§ **What you will do**
Copy the records below from their start through the line containing "[(375, 675)]", requests included, and scale every point coordinate in the answers by 2.55, rounding to whole numbers with halves rounded up while leaving the numbers in the requests and their sample lists unchanged. Leave the pictures out of your copy.
— begin Stored data —
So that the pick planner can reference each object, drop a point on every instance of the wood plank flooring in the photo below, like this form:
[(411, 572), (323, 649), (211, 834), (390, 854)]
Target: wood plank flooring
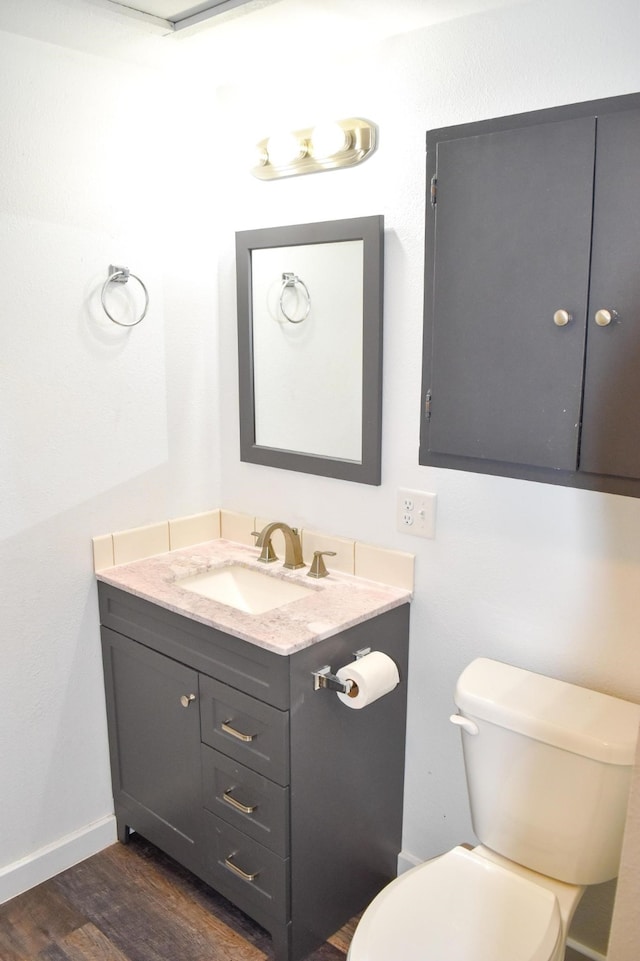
[(133, 903)]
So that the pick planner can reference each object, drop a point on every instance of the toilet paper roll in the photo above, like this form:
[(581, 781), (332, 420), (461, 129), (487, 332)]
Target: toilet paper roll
[(375, 675)]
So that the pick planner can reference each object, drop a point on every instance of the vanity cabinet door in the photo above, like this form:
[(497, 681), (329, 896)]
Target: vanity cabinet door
[(154, 734)]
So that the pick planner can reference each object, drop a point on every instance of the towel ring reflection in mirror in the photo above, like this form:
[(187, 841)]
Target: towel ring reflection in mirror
[(302, 298), (120, 275)]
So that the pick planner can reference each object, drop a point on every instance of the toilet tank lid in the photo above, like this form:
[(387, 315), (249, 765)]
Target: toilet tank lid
[(564, 715)]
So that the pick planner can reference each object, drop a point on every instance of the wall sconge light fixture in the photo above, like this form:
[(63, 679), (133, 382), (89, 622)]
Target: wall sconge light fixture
[(343, 143)]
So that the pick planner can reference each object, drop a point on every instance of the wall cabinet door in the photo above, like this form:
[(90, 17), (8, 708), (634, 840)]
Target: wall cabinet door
[(610, 442), (533, 229)]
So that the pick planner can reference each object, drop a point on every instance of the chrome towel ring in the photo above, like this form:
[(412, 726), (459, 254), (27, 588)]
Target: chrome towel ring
[(291, 280), (120, 275)]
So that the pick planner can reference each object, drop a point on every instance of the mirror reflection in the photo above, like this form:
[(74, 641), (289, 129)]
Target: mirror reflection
[(310, 325)]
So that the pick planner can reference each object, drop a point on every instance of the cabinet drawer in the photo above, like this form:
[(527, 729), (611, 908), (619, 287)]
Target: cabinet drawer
[(248, 801), (245, 729), (247, 873)]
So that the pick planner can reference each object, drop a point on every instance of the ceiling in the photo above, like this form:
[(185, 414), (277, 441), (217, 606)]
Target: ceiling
[(180, 14), (233, 38)]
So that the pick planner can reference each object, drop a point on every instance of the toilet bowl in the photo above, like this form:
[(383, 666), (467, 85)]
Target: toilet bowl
[(548, 768), (461, 907)]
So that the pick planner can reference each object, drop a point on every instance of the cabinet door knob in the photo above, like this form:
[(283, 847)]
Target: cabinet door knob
[(604, 317), (561, 318)]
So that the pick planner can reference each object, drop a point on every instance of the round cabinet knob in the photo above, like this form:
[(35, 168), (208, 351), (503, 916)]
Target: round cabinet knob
[(561, 318), (604, 317)]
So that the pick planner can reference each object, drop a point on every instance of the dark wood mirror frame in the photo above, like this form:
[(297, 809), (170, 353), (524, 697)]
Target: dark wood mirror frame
[(371, 231)]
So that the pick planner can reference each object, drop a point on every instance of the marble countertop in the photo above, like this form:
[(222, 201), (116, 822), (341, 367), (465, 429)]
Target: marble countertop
[(334, 603)]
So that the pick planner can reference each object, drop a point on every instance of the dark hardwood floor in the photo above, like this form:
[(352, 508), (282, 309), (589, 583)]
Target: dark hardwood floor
[(132, 903)]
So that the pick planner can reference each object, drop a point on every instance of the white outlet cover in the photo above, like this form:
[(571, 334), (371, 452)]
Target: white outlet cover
[(416, 513)]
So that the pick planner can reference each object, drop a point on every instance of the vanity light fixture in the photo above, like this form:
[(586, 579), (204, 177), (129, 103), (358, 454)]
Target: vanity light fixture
[(342, 143)]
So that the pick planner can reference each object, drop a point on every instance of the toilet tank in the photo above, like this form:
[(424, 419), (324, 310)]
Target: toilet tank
[(548, 771)]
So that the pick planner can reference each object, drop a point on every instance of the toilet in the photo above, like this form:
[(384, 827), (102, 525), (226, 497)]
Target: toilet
[(548, 768)]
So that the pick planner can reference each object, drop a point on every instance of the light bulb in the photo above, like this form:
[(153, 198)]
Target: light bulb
[(328, 139), (284, 149)]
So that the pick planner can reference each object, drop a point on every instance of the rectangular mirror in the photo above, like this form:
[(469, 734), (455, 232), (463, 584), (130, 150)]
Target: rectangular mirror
[(310, 347)]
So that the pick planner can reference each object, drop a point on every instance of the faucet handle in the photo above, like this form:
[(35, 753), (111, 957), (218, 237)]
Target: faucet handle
[(318, 568), (267, 554)]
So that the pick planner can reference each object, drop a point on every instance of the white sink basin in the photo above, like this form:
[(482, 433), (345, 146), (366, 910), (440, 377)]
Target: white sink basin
[(245, 589)]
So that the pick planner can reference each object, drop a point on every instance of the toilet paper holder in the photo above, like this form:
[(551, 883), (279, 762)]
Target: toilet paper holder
[(323, 678)]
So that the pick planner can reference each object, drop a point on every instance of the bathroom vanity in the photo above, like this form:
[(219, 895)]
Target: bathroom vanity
[(281, 797)]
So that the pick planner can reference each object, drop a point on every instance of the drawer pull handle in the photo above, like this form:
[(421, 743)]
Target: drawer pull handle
[(226, 727), (236, 870), (245, 808)]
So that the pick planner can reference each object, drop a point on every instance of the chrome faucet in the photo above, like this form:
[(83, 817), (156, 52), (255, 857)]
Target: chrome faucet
[(293, 548)]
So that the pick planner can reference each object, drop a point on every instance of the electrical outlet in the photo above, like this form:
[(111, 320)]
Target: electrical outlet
[(416, 513)]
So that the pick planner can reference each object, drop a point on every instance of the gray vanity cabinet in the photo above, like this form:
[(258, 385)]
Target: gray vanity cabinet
[(280, 797), (532, 232)]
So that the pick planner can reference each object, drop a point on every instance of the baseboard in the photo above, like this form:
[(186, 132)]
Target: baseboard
[(406, 860), (45, 863), (585, 951)]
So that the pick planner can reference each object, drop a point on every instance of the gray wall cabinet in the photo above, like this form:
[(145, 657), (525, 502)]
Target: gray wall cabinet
[(532, 297), (222, 754)]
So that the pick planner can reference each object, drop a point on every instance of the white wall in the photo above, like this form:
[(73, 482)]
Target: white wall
[(104, 161), (101, 427)]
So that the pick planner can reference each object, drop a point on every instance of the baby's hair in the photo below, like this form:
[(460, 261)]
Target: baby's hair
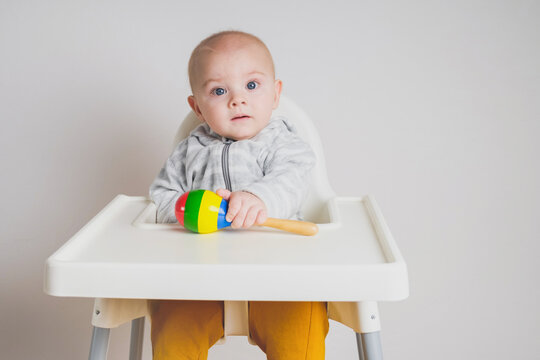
[(207, 44)]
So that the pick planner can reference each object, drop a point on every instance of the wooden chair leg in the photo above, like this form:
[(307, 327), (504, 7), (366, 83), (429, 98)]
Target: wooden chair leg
[(137, 336), (369, 346), (99, 344)]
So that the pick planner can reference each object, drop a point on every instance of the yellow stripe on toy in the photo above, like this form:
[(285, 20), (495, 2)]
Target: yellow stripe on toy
[(209, 210)]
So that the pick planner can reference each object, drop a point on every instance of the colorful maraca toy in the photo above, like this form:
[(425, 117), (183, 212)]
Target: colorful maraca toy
[(204, 212)]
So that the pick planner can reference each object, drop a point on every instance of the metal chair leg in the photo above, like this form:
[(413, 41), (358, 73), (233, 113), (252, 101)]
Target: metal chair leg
[(369, 346), (99, 344), (137, 335)]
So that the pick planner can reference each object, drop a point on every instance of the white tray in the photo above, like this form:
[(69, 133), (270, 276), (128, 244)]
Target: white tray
[(120, 254)]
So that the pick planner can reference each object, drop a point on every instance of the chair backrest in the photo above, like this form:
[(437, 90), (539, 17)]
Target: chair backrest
[(315, 207)]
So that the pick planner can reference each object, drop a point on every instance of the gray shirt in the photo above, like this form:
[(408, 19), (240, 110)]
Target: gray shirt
[(274, 165)]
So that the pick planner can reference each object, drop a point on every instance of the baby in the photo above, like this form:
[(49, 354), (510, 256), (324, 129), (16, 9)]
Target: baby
[(261, 167)]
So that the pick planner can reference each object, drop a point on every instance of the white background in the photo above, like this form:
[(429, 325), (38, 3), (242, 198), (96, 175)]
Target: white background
[(433, 107)]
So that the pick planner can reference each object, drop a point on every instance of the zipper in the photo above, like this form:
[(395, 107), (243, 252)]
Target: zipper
[(225, 165)]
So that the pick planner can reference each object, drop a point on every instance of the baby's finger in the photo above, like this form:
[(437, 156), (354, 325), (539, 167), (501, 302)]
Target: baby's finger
[(238, 221), (251, 217), (224, 193), (232, 210), (261, 217)]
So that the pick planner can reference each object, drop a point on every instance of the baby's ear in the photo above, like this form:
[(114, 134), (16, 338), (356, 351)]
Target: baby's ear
[(277, 93), (193, 104)]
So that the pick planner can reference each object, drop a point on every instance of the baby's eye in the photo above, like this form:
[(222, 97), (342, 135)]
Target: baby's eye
[(219, 91)]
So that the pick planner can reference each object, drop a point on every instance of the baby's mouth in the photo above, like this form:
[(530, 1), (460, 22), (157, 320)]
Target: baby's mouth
[(240, 117)]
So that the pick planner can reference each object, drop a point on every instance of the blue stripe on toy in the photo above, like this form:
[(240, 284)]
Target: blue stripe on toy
[(221, 216)]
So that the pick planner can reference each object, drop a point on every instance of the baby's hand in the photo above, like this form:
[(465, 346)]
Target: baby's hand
[(245, 209)]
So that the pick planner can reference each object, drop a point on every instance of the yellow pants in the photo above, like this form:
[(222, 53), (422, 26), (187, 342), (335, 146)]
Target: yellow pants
[(283, 330)]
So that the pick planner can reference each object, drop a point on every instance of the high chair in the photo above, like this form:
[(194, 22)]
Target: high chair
[(122, 257)]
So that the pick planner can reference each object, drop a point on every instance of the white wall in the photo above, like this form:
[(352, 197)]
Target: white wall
[(431, 106)]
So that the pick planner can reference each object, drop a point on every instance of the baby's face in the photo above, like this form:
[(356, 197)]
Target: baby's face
[(234, 89)]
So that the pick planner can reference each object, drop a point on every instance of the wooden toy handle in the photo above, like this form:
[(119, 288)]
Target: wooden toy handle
[(293, 226)]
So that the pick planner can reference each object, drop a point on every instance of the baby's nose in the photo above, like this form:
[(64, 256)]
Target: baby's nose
[(237, 99)]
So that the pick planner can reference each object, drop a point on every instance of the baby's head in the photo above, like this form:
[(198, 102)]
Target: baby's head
[(232, 78)]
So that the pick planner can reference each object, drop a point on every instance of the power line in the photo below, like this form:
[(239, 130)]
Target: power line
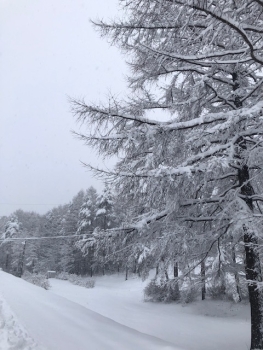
— end Stored data —
§ **Result of this task**
So that the pick planner can reference each object, drop a point on every instance of the wood plank flooring in the photo below, like this form:
[(411, 572), (323, 649), (211, 834), (390, 854)]
Target: wood plank flooring
[(339, 2303)]
So that the pick planner can reference each object, drop a point on every instance of the toilet paper roll in the photo above, like this form:
[(581, 781), (332, 420), (461, 129), (487, 332)]
Target: toilet paper roll
[(956, 1721)]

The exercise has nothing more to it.